BEGIN DOCUMENT SECTION
Russian financial markets have shrugged off the latest round of sanctions announced by the U.S. on Thursday, with the Russian ruble and stock markets bouncing back strongly in Friday trading.
The ruble — which saw trading volumes five times higher than usual ahead of the sanctions announcement — recovered two days of losses to stand at 75.8 against the dollar during trading in Moscow.
The RTS stock market also added more than 1% on Friday morning to cap what has turned into a strong week for the dollar-denominated index, climbing more than 5% in total over the last five sessions.
The U.S. hit Russia with its toughest and broadest sanctions package in three years Thursday, banning U.S. financial institutions from buying Russian government debt in bond auctions from June 14, expelling 10 diplomats and sanctioning 40 companies and individuals.
But the measures were softer than first feared. U.S. banks and investors will still be able to hold on to any Russian state bonds they already own, and have not been prohibited from trading in the secondary market — meaning they can still buy, sell and hold Russian government debt, just not take place directly in bond auctions organized by Russia’s Finance Ministry, Central Bank or National Wealth Fund.
END DOCUMENT SECTION
BEGIN EXTRACTED INFORMATION
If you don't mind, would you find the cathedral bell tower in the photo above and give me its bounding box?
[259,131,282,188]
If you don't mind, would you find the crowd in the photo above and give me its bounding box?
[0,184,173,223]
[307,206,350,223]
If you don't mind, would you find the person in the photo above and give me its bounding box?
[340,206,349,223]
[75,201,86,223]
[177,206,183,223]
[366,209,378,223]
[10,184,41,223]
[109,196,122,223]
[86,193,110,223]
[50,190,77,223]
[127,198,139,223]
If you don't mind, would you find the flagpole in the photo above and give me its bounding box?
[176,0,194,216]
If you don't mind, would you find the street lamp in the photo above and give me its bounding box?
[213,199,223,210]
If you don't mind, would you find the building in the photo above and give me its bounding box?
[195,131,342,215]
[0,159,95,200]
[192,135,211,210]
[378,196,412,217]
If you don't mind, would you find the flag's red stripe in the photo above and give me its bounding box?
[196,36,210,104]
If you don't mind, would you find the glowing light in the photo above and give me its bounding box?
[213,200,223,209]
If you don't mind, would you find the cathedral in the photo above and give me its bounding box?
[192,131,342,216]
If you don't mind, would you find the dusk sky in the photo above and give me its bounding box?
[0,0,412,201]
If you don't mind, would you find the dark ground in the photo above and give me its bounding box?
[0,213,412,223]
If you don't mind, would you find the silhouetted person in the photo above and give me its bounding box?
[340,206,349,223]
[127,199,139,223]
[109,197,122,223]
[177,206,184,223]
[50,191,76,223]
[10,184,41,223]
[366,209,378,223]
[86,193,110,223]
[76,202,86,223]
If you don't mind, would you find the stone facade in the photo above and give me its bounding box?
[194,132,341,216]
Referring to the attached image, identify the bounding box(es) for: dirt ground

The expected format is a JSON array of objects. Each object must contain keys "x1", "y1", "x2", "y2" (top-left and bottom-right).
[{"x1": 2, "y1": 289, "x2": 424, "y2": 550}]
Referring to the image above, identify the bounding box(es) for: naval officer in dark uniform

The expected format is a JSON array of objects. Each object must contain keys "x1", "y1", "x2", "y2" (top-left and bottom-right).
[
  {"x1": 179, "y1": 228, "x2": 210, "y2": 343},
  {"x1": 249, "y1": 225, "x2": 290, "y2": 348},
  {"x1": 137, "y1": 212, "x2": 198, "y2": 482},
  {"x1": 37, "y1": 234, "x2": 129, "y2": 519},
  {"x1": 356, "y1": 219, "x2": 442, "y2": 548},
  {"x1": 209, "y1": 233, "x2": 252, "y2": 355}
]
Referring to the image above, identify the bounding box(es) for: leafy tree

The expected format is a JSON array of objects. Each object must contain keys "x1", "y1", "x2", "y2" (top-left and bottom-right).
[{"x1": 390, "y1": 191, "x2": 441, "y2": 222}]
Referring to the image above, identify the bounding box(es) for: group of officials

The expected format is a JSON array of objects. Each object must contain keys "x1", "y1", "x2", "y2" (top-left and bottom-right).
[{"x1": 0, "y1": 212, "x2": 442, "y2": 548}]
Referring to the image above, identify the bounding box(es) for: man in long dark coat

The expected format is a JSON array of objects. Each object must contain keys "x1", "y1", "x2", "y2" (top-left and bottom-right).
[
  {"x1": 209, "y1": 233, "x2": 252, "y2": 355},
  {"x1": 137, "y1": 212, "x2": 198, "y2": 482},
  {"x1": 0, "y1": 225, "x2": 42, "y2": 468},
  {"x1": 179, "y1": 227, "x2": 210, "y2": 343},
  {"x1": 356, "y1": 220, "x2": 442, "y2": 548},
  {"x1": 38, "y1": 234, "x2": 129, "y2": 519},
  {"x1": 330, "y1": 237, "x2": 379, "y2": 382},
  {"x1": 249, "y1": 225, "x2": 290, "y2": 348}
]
END EXTRACTED INFORMATION
- _TASK LIST_
[A] Answer these questions from the article on Russian markets and the U.S. sanctions:
(i) At what level did the ruble stand against the dollar during trading in Moscow?
(ii) How many diplomats did the U.S. expel?
(iii) From what date are U.S. financial institutions barred from buying Russian government debt in bond auctions?
[B] Reproduce the part of the article on Russian markets and the U.S. sanctions starting with "Russian financial markets" and going on through "trading in Moscow.".
[C] Carry on the article on Russian markets and the U.S. sanctions, starting after its final sentence.

- _ANSWERS_
[A]
(i) 75.8
(ii) 10
(iii) June 14

[B]
Russian financial markets have shrugged off the latest round of sanctions announced by the U.S. on Thursday, with the Russian ruble and stock markets bouncing back strongly in Friday trading.
The ruble — which saw trading volumes five times higher than usual ahead of the sanctions announcement — recovered two days of losses to stand at 75.8 against the dollar during trading in Moscow.

[C]
“For now, the U.S. seems to have pulled some of its punches: the sanctions are not as severe as they might have been,” Scope Ratings analyst Levon Kameryan told The Moscow Times.
The new sanctions are “unpleasant, but far from catastrophic,” said Andrey Kochetkov, lead broker at the state-owned Otkritie Bank.
“Although the new set of U.S. sanctions on Russia was the tightest in three years, they still turned out to be moderate, and the Russian market felt some relief after the announcement as adverse scenarios had been mostly priced in during recent weeks,” said Sofya Donets, Russia economist at Renaissance Capital.
Russian markets had started to recover Thursday evening as details of the sanctions package emerged. Earlier in the day, the ruble had fallen as much as 2% against the U.S. dollar — a significant move in foreign currency markets — and bond yields had jumped when reports first suggested the U.S. would sanction Russian government debt.
“Any additional outflows from the market and any foreign currency volatility in the short term could be limited,” Artem Zaigrin, Chief Economist of Sova Capital said in a research note to clients. As the fallout settles, he said greater clarity over the U.S. approach could “ease the risk premium” currently priced into Russian government bonds.
The yield on Russian government bonds had increased dramatically ahead of the sanctions announcement — a sign that investors viewed them as higher risk and were demanding larger returns to invest — but pared almost all their losses by the end of the day.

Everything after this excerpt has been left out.